WORK TO DO
The lines to extract begin at the one containing "For the evaluation set, indicate each instance of the induction" and run to the end of the listing; set them down exactly and alone.

RECORDS SUPPLIED
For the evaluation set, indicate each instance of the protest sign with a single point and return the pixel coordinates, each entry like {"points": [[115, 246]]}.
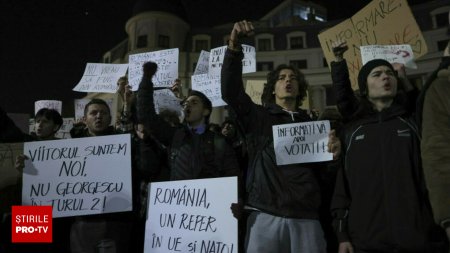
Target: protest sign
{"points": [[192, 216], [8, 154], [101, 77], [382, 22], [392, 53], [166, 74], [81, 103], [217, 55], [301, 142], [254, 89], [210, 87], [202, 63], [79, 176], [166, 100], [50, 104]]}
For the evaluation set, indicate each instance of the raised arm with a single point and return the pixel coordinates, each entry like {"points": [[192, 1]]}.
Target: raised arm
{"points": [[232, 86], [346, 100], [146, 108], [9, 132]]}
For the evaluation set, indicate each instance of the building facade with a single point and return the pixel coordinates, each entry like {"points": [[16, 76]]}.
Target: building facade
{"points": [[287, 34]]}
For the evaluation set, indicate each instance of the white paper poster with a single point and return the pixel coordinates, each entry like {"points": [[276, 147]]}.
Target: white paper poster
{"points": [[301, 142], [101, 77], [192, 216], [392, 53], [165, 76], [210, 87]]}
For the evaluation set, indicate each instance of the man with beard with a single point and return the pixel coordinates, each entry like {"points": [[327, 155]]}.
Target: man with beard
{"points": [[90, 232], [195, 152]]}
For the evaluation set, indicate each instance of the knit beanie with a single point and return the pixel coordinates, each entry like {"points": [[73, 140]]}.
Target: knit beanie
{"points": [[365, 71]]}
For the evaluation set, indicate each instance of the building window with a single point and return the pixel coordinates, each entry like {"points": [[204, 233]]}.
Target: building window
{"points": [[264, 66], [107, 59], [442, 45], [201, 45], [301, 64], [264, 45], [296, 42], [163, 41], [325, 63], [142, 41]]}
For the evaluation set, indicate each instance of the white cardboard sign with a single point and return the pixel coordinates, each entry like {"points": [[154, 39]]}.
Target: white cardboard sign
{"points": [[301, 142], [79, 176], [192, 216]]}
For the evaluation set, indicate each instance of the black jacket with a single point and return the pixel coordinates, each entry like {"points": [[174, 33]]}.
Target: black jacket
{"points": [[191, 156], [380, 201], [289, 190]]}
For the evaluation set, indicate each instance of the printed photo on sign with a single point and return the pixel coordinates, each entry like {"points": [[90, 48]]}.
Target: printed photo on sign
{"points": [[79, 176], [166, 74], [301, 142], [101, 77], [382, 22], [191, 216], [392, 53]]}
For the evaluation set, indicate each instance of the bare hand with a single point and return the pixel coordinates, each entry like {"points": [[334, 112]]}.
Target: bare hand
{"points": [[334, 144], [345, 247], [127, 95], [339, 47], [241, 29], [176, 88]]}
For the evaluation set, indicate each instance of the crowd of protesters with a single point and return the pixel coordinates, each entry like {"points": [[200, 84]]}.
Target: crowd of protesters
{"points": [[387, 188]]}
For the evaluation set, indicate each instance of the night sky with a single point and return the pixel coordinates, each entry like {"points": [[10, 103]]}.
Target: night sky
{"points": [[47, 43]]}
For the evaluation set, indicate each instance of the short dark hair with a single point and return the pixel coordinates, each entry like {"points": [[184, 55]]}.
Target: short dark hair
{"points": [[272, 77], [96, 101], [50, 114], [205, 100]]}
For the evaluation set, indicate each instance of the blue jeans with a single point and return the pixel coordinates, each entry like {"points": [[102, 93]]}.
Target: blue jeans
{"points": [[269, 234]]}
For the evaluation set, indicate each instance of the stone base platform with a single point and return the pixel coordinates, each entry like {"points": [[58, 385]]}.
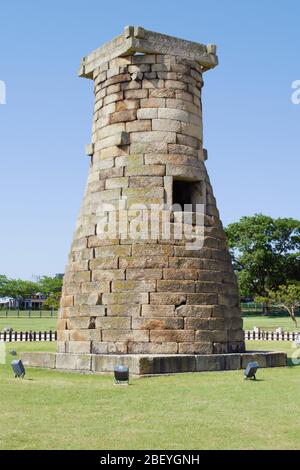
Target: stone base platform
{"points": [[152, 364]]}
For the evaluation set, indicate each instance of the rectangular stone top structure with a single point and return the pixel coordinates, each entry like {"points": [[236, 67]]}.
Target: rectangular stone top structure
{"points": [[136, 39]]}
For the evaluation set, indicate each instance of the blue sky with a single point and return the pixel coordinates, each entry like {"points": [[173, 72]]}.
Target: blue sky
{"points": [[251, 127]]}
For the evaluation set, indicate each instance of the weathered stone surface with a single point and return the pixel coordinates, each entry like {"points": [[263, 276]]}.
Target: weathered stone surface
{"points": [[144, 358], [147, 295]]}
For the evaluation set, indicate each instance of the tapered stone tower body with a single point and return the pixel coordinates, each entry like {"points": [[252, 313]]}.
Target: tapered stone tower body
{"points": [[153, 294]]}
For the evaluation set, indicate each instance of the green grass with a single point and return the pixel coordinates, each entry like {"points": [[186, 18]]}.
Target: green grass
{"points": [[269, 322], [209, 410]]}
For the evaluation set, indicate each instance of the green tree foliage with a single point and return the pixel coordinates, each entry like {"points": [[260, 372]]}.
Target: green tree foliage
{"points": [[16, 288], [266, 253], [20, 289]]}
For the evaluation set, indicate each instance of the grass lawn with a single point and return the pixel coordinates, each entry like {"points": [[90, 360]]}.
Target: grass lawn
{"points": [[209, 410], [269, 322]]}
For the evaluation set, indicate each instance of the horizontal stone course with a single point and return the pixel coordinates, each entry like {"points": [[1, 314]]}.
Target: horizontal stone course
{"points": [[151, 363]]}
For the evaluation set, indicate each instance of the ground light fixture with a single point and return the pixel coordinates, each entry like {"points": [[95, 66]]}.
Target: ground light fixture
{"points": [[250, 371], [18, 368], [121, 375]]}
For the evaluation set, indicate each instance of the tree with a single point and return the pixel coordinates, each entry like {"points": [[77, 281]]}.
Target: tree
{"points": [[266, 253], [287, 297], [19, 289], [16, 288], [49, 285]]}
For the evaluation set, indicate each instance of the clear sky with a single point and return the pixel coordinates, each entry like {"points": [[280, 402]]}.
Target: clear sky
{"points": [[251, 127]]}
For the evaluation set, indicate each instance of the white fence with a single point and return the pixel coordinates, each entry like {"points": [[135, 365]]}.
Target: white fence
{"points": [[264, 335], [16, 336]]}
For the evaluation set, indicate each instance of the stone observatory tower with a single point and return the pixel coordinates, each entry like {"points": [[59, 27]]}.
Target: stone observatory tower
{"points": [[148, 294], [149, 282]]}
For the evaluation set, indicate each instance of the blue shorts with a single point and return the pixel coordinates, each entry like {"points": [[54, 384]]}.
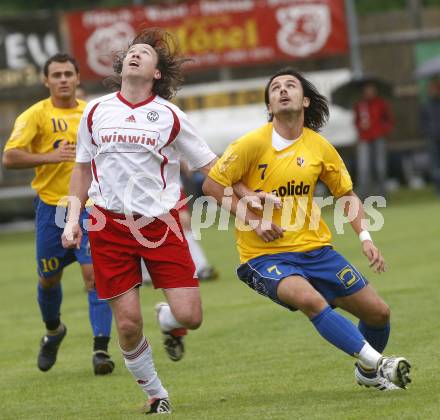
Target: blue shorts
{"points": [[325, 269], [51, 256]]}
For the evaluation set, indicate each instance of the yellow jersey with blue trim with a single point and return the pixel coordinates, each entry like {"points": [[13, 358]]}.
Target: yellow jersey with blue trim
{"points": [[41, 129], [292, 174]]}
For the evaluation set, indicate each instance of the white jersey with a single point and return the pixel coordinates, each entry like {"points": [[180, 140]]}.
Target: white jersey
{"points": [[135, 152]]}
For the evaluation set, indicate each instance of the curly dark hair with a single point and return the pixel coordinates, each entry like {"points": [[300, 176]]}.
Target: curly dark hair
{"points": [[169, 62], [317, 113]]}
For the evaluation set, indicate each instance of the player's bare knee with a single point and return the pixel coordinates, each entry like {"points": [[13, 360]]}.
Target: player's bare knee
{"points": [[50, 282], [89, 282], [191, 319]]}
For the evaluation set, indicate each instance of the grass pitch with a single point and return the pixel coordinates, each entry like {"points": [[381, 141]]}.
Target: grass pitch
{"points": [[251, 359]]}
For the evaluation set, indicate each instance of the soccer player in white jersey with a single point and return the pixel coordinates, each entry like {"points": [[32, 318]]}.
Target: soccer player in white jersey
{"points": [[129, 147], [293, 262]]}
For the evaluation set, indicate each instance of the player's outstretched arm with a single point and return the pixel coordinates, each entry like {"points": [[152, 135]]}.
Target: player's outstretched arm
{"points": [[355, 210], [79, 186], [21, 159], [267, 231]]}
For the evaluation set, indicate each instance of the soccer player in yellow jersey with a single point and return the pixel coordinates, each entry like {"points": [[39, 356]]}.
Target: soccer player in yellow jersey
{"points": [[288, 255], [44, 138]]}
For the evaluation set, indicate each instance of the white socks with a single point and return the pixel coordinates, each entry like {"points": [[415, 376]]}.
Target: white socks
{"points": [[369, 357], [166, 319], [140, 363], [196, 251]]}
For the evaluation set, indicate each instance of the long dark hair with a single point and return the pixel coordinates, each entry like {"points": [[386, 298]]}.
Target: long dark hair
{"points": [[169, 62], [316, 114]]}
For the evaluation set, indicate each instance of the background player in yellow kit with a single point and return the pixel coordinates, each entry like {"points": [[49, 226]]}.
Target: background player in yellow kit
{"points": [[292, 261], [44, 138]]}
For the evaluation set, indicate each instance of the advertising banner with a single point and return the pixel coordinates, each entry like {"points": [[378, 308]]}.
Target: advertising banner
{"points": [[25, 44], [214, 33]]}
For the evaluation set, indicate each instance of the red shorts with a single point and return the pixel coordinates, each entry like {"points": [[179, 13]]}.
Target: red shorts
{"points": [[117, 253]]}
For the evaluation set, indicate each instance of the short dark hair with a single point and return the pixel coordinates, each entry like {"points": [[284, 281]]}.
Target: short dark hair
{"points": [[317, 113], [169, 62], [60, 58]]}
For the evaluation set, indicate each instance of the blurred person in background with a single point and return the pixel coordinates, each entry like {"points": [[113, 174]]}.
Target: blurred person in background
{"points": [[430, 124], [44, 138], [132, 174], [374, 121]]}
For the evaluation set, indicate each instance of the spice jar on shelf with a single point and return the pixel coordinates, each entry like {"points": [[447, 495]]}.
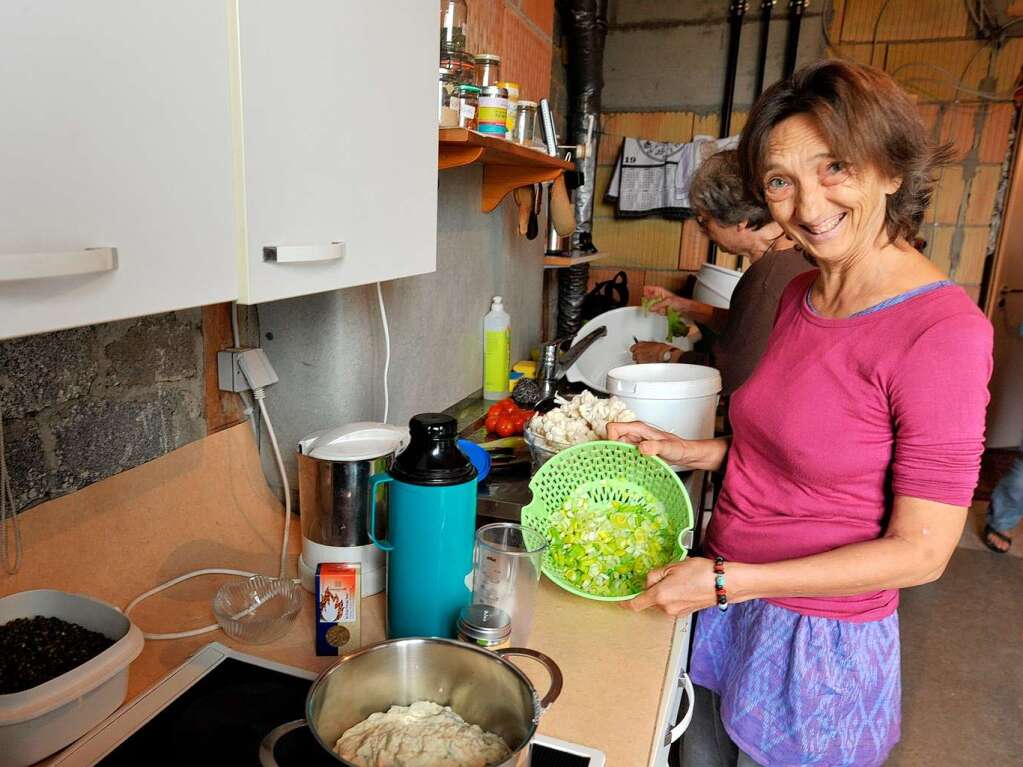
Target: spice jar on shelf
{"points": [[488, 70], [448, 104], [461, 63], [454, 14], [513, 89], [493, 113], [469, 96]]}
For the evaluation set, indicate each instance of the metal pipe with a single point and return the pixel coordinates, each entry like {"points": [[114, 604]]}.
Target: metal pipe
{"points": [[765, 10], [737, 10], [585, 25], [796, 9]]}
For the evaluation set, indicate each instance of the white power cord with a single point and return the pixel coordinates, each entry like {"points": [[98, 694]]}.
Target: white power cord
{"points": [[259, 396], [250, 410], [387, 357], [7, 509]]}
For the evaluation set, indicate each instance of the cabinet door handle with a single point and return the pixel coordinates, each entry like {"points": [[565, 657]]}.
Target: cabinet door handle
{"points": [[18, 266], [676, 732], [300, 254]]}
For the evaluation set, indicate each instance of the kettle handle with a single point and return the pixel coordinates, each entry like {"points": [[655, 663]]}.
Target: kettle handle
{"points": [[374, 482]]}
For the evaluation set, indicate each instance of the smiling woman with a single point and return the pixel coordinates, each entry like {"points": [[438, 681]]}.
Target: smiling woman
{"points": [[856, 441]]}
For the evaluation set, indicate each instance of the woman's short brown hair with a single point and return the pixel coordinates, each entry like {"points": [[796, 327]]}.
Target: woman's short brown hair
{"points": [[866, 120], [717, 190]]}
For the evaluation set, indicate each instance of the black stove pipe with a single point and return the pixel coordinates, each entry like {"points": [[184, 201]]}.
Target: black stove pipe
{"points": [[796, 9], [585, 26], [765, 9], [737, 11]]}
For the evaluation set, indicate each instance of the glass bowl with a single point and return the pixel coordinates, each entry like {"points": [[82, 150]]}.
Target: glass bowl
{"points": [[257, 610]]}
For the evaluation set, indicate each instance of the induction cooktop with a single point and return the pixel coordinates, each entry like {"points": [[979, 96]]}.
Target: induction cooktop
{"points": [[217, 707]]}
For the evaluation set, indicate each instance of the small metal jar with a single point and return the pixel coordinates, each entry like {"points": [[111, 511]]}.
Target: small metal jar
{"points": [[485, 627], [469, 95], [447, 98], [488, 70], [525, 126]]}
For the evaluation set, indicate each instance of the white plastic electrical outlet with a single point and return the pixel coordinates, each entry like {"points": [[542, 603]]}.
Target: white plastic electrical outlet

EXERCISE RESULT
For the evaluation set, indicate each instance of the induction cooktop with a single point and return the pixel coordinates, each entry like {"points": [[979, 96]]}.
Target: induction cooktop
{"points": [[217, 707]]}
For the evaluation set, indicate each instance of the small metal jar with a single point and return the pixel coordinates, each entry like {"points": [[111, 511]]}.
Target: small metal jar
{"points": [[485, 627], [469, 95], [447, 98], [488, 70], [525, 126]]}
For the evaluation set, indicate each instance of the white plastic electrical outlet with a single point and return the pixel coordinates, each entry like {"points": [[542, 603]]}.
Target: white plastic electrical outlet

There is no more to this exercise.